# NYC Real Estate Sales (2016–2025, cleaned DuckDB)

## Overview

This dataset provides cleaned, row-level records of New York City real property sales from approximately **January 2016 through the latest available 2025 file** (as of October 2025). The data is packaged as a single [DuckDB](https://duckdb.org/) database for easy analysis.

- Sources:
	- NYC Department of Finance (DOF) Rolling Sales – borough files used for the most recent year-to-date (YTD) records
	- NYC Open Data “Citywide Annualized Calendar Sales” – consolidated/historical coverage
- Coverage: 2016–2025 YTD. YTD rows are sourced from the periodically published DOF rolling sales files; the exact end date reflects the latest DOF/citywide release available at build time.

=== DATA LINES ===
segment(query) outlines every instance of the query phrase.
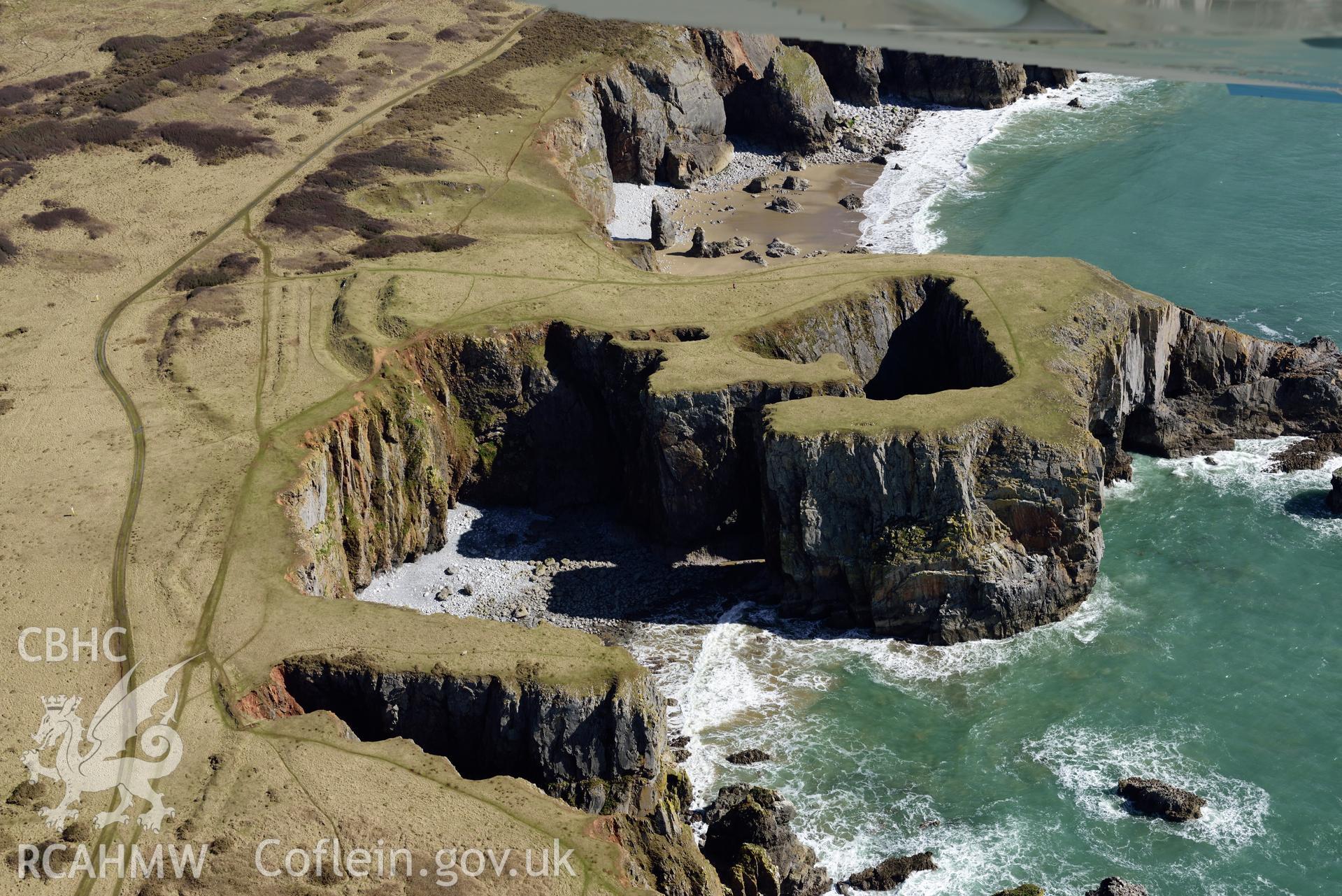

=== TASKS ===
(a) Answer these about the NYC sales dataset overview:
(i) In what database format is the data packaged?
(ii) Which source supplies the most recent year-to-date records?
(iii) As of what month and year is the latest available 2025 file described?
(b) Can you reproduce the part of the NYC sales dataset overview that begins at the words "# NYC Real Estate" and stops after "at build time."?
The lines above play no part in this.

=== ANSWERS FOR THE EXERCISE ===
(a)
(i) A single DuckDB database.
(ii) The NYC Department of Finance (DOF) Rolling Sales borough files.
(iii) October 2025.

(b)
# NYC Real Estate Sales (2016–2025, cleaned DuckDB)

## Overview

This dataset provides cleaned, row-level records of New York City real property sales from approximately **January 2016 through the latest available 2025 file** (as of October 2025). The data is packaged as a single [DuckDB](https://duckdb.org/) database for easy analysis.

- Sources:
	- NYC Department of Finance (DOF) Rolling Sales – borough files used for the most recent year-to-date (YTD) records
	- NYC Open Data “Citywide Annualized Calendar Sales” – consolidated/historical coverage
- Coverage: 2016–2025 YTD. YTD rows are sourced from the periodically published DOF rolling sales files; the exact end date reflects the latest DOF/citywide release available at build time.